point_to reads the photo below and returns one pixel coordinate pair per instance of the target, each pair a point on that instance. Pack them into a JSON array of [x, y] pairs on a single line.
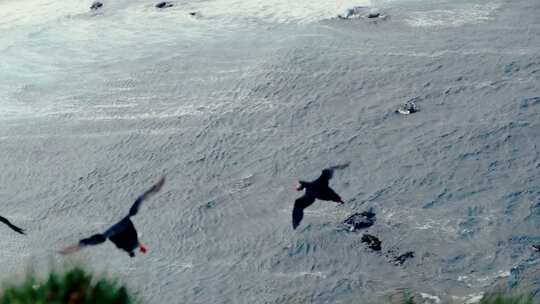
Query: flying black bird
[[10, 225], [123, 233], [317, 189]]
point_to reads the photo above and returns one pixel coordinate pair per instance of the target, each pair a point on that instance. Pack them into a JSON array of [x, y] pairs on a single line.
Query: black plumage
[[123, 234], [10, 225], [317, 189]]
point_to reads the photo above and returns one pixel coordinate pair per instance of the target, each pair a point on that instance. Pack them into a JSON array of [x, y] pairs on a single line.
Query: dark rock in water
[[361, 12], [407, 108], [164, 4], [372, 241], [96, 5], [360, 220], [404, 257]]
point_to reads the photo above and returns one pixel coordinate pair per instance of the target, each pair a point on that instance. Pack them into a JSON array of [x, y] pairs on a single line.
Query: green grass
[[74, 286]]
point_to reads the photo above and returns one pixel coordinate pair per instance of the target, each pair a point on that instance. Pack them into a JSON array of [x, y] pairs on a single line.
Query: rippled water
[[236, 105]]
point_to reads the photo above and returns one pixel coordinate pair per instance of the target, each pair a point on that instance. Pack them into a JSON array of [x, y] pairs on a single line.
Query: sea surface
[[237, 103]]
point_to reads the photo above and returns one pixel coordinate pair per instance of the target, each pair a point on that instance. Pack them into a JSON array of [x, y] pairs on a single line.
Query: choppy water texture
[[236, 105]]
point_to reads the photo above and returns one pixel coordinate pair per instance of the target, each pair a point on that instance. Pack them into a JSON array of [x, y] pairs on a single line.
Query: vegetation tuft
[[74, 286]]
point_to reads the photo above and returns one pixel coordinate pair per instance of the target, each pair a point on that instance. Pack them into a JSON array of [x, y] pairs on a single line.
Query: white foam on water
[[430, 297], [282, 11], [452, 17]]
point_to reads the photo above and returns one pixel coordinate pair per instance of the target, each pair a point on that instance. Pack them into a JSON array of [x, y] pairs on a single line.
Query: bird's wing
[[327, 173], [118, 227], [155, 188], [10, 225], [95, 239], [298, 210]]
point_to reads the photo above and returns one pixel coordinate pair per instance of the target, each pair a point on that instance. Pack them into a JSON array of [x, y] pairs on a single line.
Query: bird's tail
[[340, 166]]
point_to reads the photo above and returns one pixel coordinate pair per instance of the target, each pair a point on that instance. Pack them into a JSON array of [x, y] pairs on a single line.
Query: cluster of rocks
[[364, 220], [362, 12], [407, 108]]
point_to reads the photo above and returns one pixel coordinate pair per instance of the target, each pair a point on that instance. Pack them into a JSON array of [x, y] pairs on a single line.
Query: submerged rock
[[372, 241], [404, 257], [96, 5], [407, 108], [360, 220], [361, 12], [164, 4]]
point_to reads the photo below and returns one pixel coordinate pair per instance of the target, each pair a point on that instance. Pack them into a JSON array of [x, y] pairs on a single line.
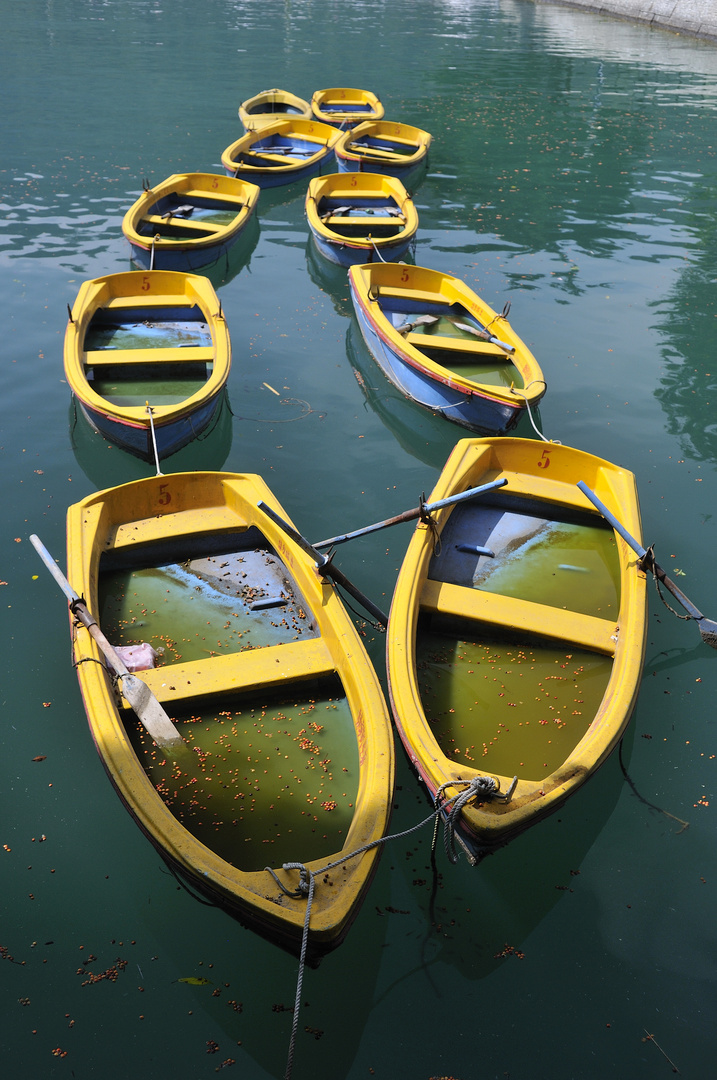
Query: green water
[[516, 707], [559, 564], [572, 172], [272, 781]]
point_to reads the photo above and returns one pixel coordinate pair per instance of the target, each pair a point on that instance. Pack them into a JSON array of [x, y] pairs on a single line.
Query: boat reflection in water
[[425, 435], [231, 261], [108, 466]]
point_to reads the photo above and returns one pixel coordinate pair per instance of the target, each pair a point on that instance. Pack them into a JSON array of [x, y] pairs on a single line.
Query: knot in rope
[[425, 518], [478, 787]]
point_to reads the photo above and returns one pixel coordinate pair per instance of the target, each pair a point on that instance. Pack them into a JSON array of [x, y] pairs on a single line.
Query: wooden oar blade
[[136, 692], [151, 714], [707, 628]]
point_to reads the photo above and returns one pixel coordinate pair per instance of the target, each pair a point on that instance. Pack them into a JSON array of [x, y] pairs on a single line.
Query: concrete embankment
[[695, 17]]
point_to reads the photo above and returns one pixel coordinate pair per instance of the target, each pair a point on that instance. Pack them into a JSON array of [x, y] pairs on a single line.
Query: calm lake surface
[[573, 172]]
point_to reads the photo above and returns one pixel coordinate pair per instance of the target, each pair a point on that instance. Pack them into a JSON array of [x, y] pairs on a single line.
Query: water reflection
[[107, 466], [239, 256]]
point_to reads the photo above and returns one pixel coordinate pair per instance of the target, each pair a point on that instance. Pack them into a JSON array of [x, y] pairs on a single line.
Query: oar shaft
[[637, 548], [409, 515], [79, 607], [135, 692], [326, 568]]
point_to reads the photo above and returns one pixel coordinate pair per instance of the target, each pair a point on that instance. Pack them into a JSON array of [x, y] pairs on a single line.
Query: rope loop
[[647, 563], [478, 787], [524, 394]]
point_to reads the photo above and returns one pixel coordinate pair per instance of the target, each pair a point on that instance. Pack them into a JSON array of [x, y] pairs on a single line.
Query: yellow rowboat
[[289, 753], [281, 152], [355, 217], [271, 105], [516, 634], [188, 220], [346, 107], [444, 347], [382, 146], [147, 355]]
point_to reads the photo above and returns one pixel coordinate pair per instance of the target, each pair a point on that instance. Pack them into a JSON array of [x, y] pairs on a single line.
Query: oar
[[137, 693], [420, 321], [325, 566], [707, 628], [409, 515], [486, 336]]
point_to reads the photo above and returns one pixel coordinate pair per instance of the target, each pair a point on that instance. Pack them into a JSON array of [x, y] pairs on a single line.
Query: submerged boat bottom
[[502, 703], [266, 780], [271, 775]]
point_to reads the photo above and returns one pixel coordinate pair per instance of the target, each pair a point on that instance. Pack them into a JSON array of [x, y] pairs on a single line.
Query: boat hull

———

• Exercise brief: Render every line of the data above as a JSON list of strings, one string per line, skipping blank lines and leaving out the picture placeholders.

• Answer to this exercise:
[
  "point_to reads the photo below and returns one pixel coordinate pair per instance of the target, each pair a point on that instance. Pack them into a JSON array of [x, y] pairs on a single line.",
  "Query: flying black bird",
  "[[10, 225], [123, 233], [317, 189]]",
  "point_to reads the photo above and returns one pixel coordinate pair per instance of the target, each pair a point on that instance. Pack them into a JSON array of [x, y] pairs on a single line.",
  "Query: black plumage",
  "[[123, 234], [10, 225], [317, 189]]",
  "point_to reads the photo above and returns one pixel coordinate pair per instance of the target, each pair a point on that instance. Pack them into a JSON array of [x, y] pairs on a single line.",
  "Query: dark rock in water",
  "[[361, 12], [407, 108], [164, 4], [372, 241], [96, 5], [360, 220], [404, 257]]",
  "point_to reads the photo above and returns one pixel coordinate pair per instance of the target, each pair a point on that instance. Pack them into a JSON array of [x, y] pairs on a single line.",
  "Query: green grass",
  "[[74, 286]]",
  "point_to reads the photo above and returns one pixel coordinate pair per instance of the target, each pair a point on that instance. Pack them into a JSON array of [x, y] pairs on a single line.",
  "Query: rippled water",
  "[[236, 105]]",
  "point_to reads the photo above and returns one pixel coordinate pair per instance of the target, each pair a point on that instance. Pack them into a JSON array of [x, y] pairs on a single line.",
  "Query: sea surface",
  "[[237, 103]]",
  "point_to reads the photo above and returns one pixel coordinate pair per instance of the target, each pair a point on that instance. Pack them into a JSON array of [x, y] pairs on a single line.",
  "Query: choppy water texture",
  "[[236, 105]]",
  "point_to reads the photo above and returns one pixel coordinate pair per instance of the target, each pair a point on that instance. Pack them into a JSON array of [x, y] pairs on a single line.",
  "Query: vegetation tuft",
  "[[74, 286]]",
  "point_to reads the photo above and returns one pixel coordinate pair per instance of the target, each pair a point on that instance. Pack them into a JSON array of [x, y] pairs on a single line.",
  "Query: white foam on water",
  "[[430, 297], [282, 11], [452, 17]]",
  "point_to reads the photo above and returns one pixel coordinate pair per instance of the target, each pair a point on that instance. Pack them into a JSON array of [x, y] pairs on a single line.",
  "Query: bird's wing",
  "[[327, 173], [118, 227], [155, 188], [10, 225], [95, 239], [298, 210]]",
  "point_to reads the photo above and returns one pixel coordinate pair per instance of the target, each pair a point on that instance. Pack them into a JSON array of [x, y] pairs on a single line.",
  "Query: bird's tail",
  "[[340, 166]]",
  "point_to reads the photo above and returns one pixel coordinate pair per instance of the target, each pair a point on that instance. Pack them into a JSON array of [x, y] pairs on a single line.",
  "Query: cluster of rocks",
  "[[364, 220], [362, 12], [407, 108]]",
  "point_to reads the photo above and returns one pixel coordinate pair per instance of the target, each pair a point on that instance. Pack them into a JSON array of [x, y] pairs on a single line.",
  "Query: submerged rock",
  "[[372, 241], [404, 257], [96, 5], [407, 108], [360, 220], [361, 12], [164, 4]]",
  "point_to reads the photo below and returns one pixel coordinate pair per instance of the target, each pair a point on that instance. Pack them into a JSON array of [x, y] pairs on a single line.",
  "Query: green water",
  "[[516, 707], [559, 564], [572, 172], [272, 781]]",
  "point_to reads the photo above and returns one pixel coordinate pair per instance of the target, each pair a point on that instance. Pack them into a JSON array of [x, y] pairs on a single line.",
  "Query: boat reflection in water",
  "[[425, 435], [231, 261], [108, 466]]",
  "point_to reads the photo above and returns one pixel coordinate pair per instance of the target, each pair a point on that instance. Pack them into a JSON array of [x, y] pairs on a single line.",
  "Query: knot in rope",
  "[[425, 518], [478, 787]]",
  "point_to reads the photo above and returns one pixel coordinate pair per instance of the target, each pair a point on that instance. Pack them into a JSON array of [x, y] pairs on a single line.",
  "Query: wooden oar blade",
  "[[136, 692], [151, 714], [707, 628]]",
  "point_to reads the photo above and returns one pixel coordinate pair per instance of the target, each pair a point on that instance. Pack them into a JSON array of [x, y] pairs on a single line.",
  "Query: concrete embankment",
  "[[695, 17]]",
  "point_to reads the photo above and returns one pixel coordinate pair per instance of the target, each pair a point on that instance. Pack them into a JSON array of [x, y] pairs on a single line.",
  "Query: calm lake surface",
  "[[573, 172]]",
  "point_to reads the photo above and returns one pixel coordinate pair per instance of the target, each pair a point on that instance. Pack them into a JSON array of [x, y] pairs on a single line.",
  "Query: water reflection",
  "[[107, 466], [239, 256]]",
  "point_to reads the photo above and returns one pixel coordinate pair per instance of the target, each pair a point on that instance. Pack them into a JSON array of [x, y] pairs on a single line.",
  "Query: oar shaft",
  "[[637, 548], [409, 515], [79, 607], [135, 692], [326, 568]]",
  "point_to reads the photo above and returns one pixel coordinate pair per instance of the target, each pair a point on that instance. Pack them into a JSON array of [x, y] pairs on a single line.",
  "Query: rope loop",
  "[[647, 563], [478, 787], [524, 394]]",
  "point_to reads the photo above and returns one pixel coordinate pair per instance of the target, each pair a point on that instance. Pack them into a JSON array of [x, y] pairs on a single line.",
  "Query: yellow rowboat",
  "[[289, 753], [281, 152], [355, 217], [271, 105], [516, 634], [188, 220], [346, 107], [444, 347], [382, 146], [147, 355]]",
  "point_to reads the photo above and returns one pixel coordinate pair per instance of the target, each pair a point on that instance. Pack them into a JSON array of [x, y] pairs on a single line.",
  "Query: oar",
  "[[137, 693], [420, 321], [325, 566], [707, 628], [409, 515], [486, 336]]",
  "point_to reads the photo above and returns one pixel coordinate pair per instance of the target, each pair a point on that instance. Pack them into a JSON array of [x, y] pairs on a single line.",
  "Query: submerged boat bottom",
  "[[502, 703], [266, 780], [271, 775]]",
  "point_to reads the photo above and returns one pixel coordinate pair per instance of the target, each pair a point on that instance. Pack them into a JSON array of [x, y] pairs on a single line.",
  "Query: boat hull"
]